= Problem details =
Copy exactly the last part of the entries, starting from the line with "For the audit, pick out each instance of the metal" and including the final line.

# start of Supplied records

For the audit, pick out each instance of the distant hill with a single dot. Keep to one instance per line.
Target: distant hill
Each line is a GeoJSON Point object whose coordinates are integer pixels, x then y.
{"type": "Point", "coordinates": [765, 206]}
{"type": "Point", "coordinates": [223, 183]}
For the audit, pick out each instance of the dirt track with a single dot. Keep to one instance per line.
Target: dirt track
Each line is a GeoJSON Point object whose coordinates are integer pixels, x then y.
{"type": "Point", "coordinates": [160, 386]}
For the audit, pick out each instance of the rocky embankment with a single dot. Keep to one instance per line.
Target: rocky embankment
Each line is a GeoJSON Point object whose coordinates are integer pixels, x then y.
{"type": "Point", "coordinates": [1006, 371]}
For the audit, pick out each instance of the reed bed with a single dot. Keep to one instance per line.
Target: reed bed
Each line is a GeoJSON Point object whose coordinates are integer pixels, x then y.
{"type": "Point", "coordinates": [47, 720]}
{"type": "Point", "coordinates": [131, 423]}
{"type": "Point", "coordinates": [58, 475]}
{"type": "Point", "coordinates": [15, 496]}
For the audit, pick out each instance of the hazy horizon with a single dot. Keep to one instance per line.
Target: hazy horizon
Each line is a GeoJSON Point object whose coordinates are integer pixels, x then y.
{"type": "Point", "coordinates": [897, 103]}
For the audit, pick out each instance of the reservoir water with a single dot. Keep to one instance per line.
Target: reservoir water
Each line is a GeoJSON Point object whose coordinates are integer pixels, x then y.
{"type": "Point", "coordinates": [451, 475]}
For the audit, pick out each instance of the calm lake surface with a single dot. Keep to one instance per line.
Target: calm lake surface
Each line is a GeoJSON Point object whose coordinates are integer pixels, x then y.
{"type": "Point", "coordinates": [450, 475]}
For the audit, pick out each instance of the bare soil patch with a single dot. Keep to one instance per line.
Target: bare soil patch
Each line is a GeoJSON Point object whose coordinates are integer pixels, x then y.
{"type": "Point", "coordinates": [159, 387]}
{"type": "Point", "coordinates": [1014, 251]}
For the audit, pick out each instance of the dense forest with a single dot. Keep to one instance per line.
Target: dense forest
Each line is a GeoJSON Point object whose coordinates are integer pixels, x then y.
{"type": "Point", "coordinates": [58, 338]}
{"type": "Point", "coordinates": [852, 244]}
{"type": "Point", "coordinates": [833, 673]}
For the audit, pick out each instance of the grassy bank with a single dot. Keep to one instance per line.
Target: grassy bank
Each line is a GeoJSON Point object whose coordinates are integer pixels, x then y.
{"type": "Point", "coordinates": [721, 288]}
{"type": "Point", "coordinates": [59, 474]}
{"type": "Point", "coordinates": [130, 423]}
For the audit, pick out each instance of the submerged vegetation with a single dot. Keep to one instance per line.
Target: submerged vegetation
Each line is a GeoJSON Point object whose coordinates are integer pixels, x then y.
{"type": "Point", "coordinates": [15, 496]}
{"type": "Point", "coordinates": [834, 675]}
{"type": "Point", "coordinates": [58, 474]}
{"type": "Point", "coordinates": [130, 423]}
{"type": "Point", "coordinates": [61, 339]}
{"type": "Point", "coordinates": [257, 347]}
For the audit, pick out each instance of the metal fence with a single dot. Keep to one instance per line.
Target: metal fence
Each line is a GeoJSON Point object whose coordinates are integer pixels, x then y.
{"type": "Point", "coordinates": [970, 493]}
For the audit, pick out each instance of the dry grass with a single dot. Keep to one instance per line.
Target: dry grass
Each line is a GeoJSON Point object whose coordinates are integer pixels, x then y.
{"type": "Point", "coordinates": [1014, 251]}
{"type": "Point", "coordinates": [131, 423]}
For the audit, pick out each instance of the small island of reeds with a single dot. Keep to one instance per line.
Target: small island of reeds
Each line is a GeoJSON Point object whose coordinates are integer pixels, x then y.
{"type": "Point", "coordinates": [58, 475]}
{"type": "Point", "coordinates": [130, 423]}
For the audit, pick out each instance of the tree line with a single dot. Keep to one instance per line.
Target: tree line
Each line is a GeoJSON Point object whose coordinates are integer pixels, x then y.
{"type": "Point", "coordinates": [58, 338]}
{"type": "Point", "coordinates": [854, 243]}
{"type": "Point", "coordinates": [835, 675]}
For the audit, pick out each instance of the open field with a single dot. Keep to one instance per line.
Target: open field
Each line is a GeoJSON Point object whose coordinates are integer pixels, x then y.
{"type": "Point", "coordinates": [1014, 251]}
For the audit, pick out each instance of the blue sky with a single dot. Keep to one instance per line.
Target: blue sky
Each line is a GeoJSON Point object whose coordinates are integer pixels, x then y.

# end of Supplied records

= Solution to this exercise =
For the audit, pick out each instance of the metal fence with a single dot. Keep to one instance per line.
Target: metal fence
Each line is a GeoJSON Point object whose coordinates are integer pixels, x then y.
{"type": "Point", "coordinates": [970, 493]}
For the audit, pick out each instance of the dry grass with a single dot. Keep to one instance per line.
Target: dry grass
Each line is a GeoJSON Point object whose coordinates are integer pixels, x then y.
{"type": "Point", "coordinates": [1014, 251]}
{"type": "Point", "coordinates": [131, 423]}
For the audit, pick out each instance of the small island of reeds with a single dot. Keep to one instance per line.
Target: small island of reeds
Each line is a GeoJSON Point object whose coordinates are integer pixels, x then y.
{"type": "Point", "coordinates": [58, 475]}
{"type": "Point", "coordinates": [130, 423]}
For the audit, pick out each instance of the tree line with a single dot. Keep to one instance per line.
Target: tree line
Each line is a GeoJSON Point object whose coordinates are integer pixels, x then y.
{"type": "Point", "coordinates": [58, 338]}
{"type": "Point", "coordinates": [854, 243]}
{"type": "Point", "coordinates": [835, 675]}
For the audit, pick out each instance of the open field with a single dot. Keep to one instance per line.
Target: open field
Each line is a GeoJSON Point object whose coordinates are integer pixels, x then y.
{"type": "Point", "coordinates": [1014, 251]}
For the audit, pick out each instance of the blue sky with a single dot. Keep to one instance per line.
Target: blue sky
Each line is a GeoJSON Point object whose coordinates are integer pixels, x then y.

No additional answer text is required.